### TASK REQUIREMENTS
(a) In the post about RQuery, why does the last example wrap the two name checks in an extra set of parentheses?
(b) Rewrite the RQuery post between "#All operations need" and "from 20 to 30)", inclusive, with "precedence" replaced by "priority".
(c) In the RQuery post, besides the | and & operators, what other ability did the weekend's work add?
### EXCERPT TO READ
Archive for April, 2009

RQuery: now with | and & operators 0

This weekend I wanted to tackle some of rquery’s shortcomings so I added the ability to |/& your operations and also the ability to use an object in the block instead of the symbol class for the column names. I agree with the assertion that it’s bad to pollute other classes, but I still think the symbol.declaration syntax is pretty clean and there’s isn’t much likely hood of those methods ever being implemented elsewhere ( says the guy who decided to implement them :P )

Examples

The key bit is the ability to add multiple operations to the same line connected with | or & operators. In this way you can form extremely complex queries, where as before you were limited to whatever you could get out a series of anded logic. The only stipulation is that you you have to wrap the operations with parenthesis if they are on the same line, or ruby will complain about a syntax error.

#All operations need to be on the same line and in parens
#either the | operator or the & operator can be used on a singel line
User.where do |user|
  (user.age.is > 20) | (user.age.in 16,18)
end

The above example should be easy to follow but there is one important gotcha with including &’s and |’s on the same line. Because the & operator has precedence in a string of operations if you want both | and & on the same line you need to force precedence for the | where it needs to be evaluated before the & in the resulting query.

#the & takes precedence here and will be grouped with the contains "Alice" which will be
#or'd with the contains "George"
#=> name contains "George" or (name contains "Alice and age from 20 to 30)
User.where do |user|
  (user.name.contains "George") | (user.name.contains "Alice") & (user.age.from 20..30)
end

In this case the query writer wanted to get the users who’s names contained either George or Alice and then filter with an age range. What it’ll actually do is find the users who’s name contains Alice and have an age between 20 and 30, and add anyone with a name like George. To fix this you can add more parens :(

#to correct the above to the more intuitive version add parens to force precedence of the
#contains operations
#=> (name contains "George" or name contains "Alice) and age from 20 to 30
User.where do |user|
 ((user.name.contains "George") | (user.name.contains "Alice")) & (user.age.from 20..30)
######
### INFORMATION SUPPLIED
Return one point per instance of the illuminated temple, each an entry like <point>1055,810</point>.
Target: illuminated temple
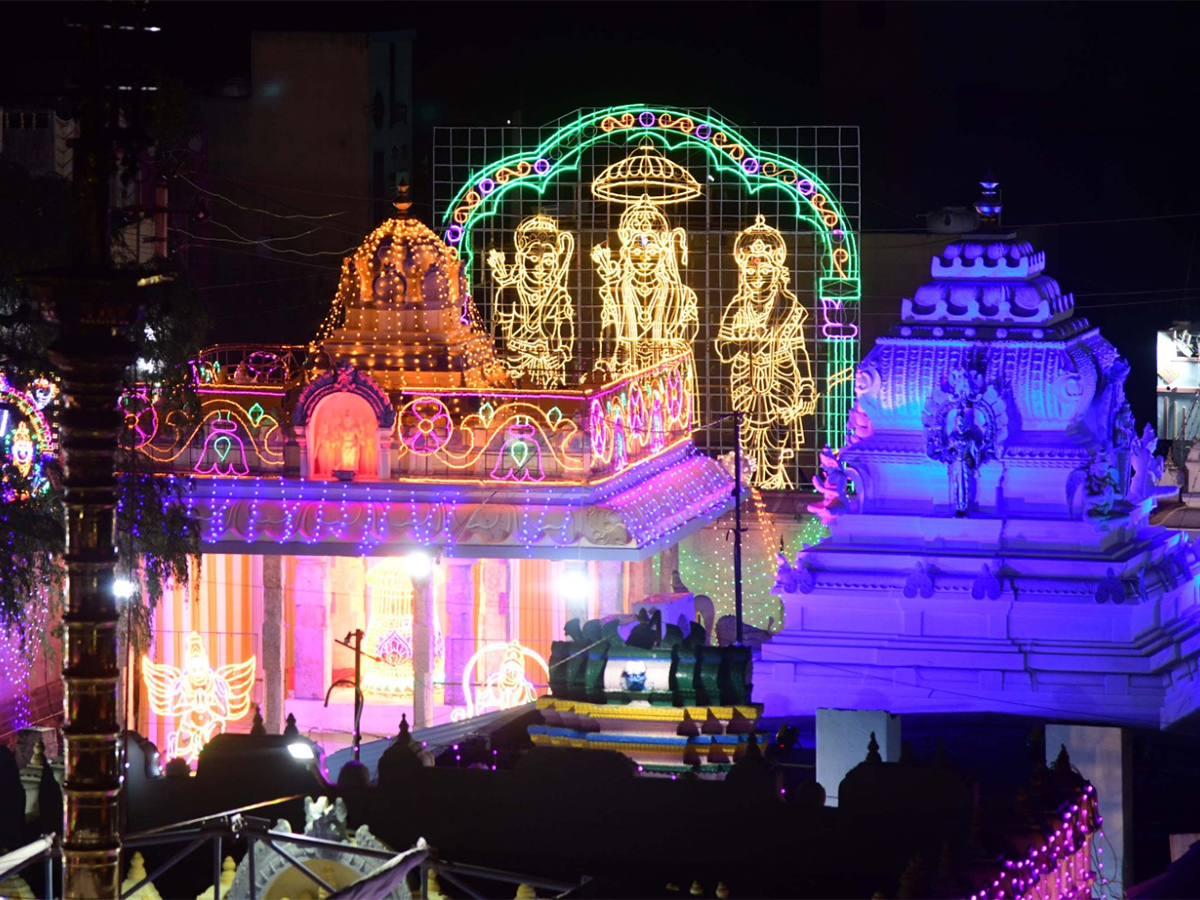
######
### ANSWERS FOR THE TASKS
(a) The & operator takes precedence over |, so without the extra parentheses the query would match names containing Alice with an age between 20 and 30, plus anyone whose name contains George. The added parentheses make the two name checks evaluate first, so the age range filters both George and Alice.

(b)
#All operations need to be on the same line and in parens
#either the | operator or the & operator can be used on a singel line
User.where do |user|
  (user.age.is > 20) | (user.age.in 16,18)
end

The above example should be easy to follow but there is one important gotcha with including &’s and |’s on the same line. Because the & operator has priority in a string of operations if you want both | and & on the same line you need to force priority for the | where it needs to be evaluated before the & in the resulting query.

#the & takes priority here and will be grouped with the contains "Alice" which will be
#or'd with the contains "George"
#=> name contains "George" or (name contains "Alice and age from 20 to 30)

(c) It added the ability to use an object in the block instead of the symbol class for the column names.